### Required work
Your answer must consist solely of the line containing "Phrase: license plate" and all subsequent lines through the end of the entries, reproduced exactly.

◇ ◇ ◇ ◇ ◇ ◇ ◇

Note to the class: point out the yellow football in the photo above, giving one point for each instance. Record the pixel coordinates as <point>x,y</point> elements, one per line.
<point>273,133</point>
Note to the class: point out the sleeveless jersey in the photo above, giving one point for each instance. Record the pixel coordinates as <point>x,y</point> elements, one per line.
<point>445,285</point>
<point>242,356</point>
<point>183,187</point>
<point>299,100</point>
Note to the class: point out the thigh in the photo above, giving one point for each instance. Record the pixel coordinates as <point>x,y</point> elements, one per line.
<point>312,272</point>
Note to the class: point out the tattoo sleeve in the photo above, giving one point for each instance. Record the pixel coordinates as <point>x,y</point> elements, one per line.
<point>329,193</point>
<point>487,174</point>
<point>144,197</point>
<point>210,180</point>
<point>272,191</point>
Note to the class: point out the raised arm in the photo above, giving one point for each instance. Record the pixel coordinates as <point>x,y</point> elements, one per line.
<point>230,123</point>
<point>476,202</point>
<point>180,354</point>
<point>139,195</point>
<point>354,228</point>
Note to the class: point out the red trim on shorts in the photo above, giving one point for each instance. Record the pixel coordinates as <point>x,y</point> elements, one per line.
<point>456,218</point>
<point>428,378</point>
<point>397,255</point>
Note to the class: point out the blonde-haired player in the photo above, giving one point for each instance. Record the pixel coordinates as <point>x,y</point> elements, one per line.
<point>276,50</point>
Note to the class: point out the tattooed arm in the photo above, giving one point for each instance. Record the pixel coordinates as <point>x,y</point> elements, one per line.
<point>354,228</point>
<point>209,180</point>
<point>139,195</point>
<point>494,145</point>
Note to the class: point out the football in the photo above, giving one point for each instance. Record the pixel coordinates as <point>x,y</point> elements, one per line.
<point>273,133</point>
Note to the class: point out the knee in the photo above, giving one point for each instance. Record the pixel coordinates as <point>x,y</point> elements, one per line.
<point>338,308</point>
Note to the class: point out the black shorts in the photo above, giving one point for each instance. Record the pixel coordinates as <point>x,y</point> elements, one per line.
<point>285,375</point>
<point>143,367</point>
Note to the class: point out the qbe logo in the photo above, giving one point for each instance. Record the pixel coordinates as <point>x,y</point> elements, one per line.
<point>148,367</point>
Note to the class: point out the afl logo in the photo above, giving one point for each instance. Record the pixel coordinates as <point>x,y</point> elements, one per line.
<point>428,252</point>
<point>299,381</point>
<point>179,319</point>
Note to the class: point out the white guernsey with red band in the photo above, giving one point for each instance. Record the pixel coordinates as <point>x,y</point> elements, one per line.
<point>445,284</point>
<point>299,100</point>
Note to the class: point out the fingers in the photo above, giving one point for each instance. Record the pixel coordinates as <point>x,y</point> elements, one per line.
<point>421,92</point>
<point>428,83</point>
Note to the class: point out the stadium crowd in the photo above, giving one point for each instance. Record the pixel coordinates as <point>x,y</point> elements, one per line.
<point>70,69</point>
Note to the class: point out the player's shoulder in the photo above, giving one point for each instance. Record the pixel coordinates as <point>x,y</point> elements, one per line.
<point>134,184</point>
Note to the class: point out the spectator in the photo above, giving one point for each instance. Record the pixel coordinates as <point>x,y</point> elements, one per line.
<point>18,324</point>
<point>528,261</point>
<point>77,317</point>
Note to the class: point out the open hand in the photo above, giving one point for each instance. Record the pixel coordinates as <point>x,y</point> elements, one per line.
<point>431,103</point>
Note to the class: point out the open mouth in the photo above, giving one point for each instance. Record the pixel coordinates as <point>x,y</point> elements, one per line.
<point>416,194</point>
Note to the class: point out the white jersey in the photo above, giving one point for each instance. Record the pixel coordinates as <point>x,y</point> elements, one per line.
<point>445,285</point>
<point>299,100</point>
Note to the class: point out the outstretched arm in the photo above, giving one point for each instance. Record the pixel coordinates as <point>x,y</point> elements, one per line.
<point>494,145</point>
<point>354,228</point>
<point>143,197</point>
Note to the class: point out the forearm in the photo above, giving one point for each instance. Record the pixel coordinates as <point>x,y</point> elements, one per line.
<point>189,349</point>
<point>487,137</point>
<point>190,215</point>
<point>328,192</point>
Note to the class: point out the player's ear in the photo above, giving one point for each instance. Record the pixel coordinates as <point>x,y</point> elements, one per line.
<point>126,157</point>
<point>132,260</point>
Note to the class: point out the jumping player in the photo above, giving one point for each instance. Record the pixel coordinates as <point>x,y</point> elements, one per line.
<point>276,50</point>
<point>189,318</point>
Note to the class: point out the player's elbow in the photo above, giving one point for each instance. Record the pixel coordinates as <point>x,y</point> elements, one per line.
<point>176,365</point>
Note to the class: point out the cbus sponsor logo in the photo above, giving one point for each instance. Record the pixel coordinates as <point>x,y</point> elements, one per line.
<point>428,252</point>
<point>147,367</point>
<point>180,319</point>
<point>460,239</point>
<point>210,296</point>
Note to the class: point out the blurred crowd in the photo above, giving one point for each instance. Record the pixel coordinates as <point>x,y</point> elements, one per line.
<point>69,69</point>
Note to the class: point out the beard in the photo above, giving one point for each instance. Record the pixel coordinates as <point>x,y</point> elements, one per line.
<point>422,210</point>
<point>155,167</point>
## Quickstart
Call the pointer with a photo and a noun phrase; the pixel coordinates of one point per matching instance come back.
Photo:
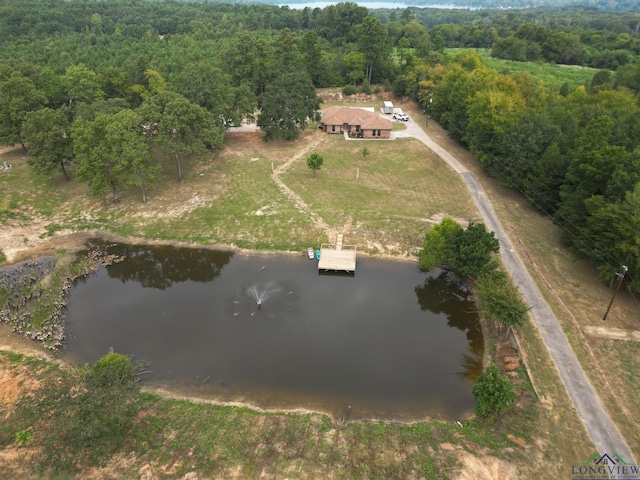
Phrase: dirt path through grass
(294, 197)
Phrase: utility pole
(621, 275)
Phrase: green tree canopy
(493, 392)
(112, 152)
(472, 249)
(438, 242)
(47, 134)
(179, 127)
(18, 96)
(287, 104)
(315, 162)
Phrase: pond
(388, 342)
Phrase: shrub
(365, 87)
(493, 393)
(349, 90)
(436, 249)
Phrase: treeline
(95, 90)
(576, 156)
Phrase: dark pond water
(389, 341)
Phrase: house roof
(354, 116)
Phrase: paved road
(599, 425)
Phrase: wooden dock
(337, 257)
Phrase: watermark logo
(605, 467)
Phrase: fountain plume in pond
(260, 295)
(271, 298)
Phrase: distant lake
(369, 5)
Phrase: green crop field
(552, 76)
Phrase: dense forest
(93, 88)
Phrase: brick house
(357, 122)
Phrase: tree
(493, 393)
(438, 242)
(81, 417)
(315, 162)
(112, 152)
(47, 134)
(286, 104)
(471, 251)
(499, 300)
(354, 66)
(373, 41)
(18, 96)
(179, 127)
(82, 85)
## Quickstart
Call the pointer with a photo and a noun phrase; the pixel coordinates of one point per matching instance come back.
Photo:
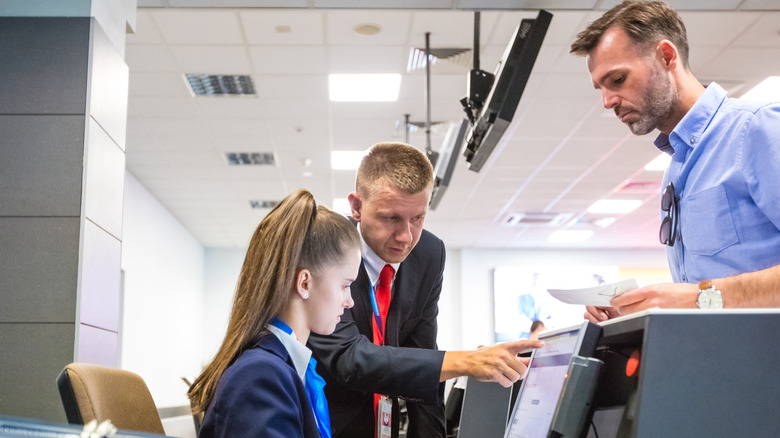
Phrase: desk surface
(16, 427)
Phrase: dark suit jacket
(354, 368)
(260, 395)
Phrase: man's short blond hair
(396, 164)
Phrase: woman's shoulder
(268, 355)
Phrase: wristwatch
(709, 297)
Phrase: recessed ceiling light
(614, 206)
(346, 160)
(568, 236)
(659, 163)
(257, 204)
(341, 205)
(768, 89)
(364, 87)
(605, 221)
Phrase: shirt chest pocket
(706, 223)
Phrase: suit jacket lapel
(361, 288)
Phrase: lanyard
(377, 316)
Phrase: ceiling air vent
(221, 85)
(250, 159)
(256, 204)
(535, 218)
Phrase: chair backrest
(93, 392)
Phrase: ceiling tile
(283, 27)
(393, 25)
(230, 60)
(199, 26)
(288, 60)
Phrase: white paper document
(593, 296)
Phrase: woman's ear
(303, 283)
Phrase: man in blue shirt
(721, 202)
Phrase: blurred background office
(127, 199)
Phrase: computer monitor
(448, 157)
(510, 80)
(541, 389)
(485, 410)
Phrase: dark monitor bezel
(448, 158)
(587, 341)
(511, 77)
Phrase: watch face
(710, 299)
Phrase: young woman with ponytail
(295, 281)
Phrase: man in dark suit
(393, 189)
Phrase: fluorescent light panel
(364, 87)
(569, 236)
(767, 90)
(614, 206)
(346, 160)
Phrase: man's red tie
(383, 288)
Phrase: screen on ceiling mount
(448, 157)
(510, 79)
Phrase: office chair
(93, 392)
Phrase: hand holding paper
(599, 295)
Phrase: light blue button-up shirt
(726, 170)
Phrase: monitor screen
(541, 389)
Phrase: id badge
(384, 417)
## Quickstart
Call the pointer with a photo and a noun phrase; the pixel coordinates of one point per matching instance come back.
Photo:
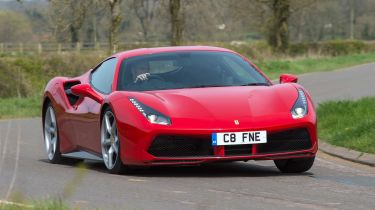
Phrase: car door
(87, 123)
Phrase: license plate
(238, 138)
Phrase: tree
(277, 25)
(14, 27)
(145, 10)
(69, 15)
(115, 21)
(176, 22)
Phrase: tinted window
(194, 69)
(102, 77)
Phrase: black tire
(118, 167)
(297, 165)
(56, 156)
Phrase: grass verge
(20, 107)
(273, 68)
(348, 124)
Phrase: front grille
(193, 146)
(233, 150)
(286, 141)
(181, 146)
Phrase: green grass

◇ ◇ ◇ ◇ ◇ ◇ ◇

### Answer for the task
Phrase: license plate
(238, 138)
Phrase: tree
(277, 25)
(14, 27)
(145, 10)
(69, 15)
(115, 21)
(176, 22)
Phrase: tinted window
(194, 69)
(102, 77)
Phrase: black tire
(118, 167)
(297, 165)
(56, 156)
Phrase: grass verge
(20, 107)
(273, 68)
(348, 124)
Phrase: front grille
(193, 146)
(233, 150)
(286, 141)
(181, 146)
Phrase: green grass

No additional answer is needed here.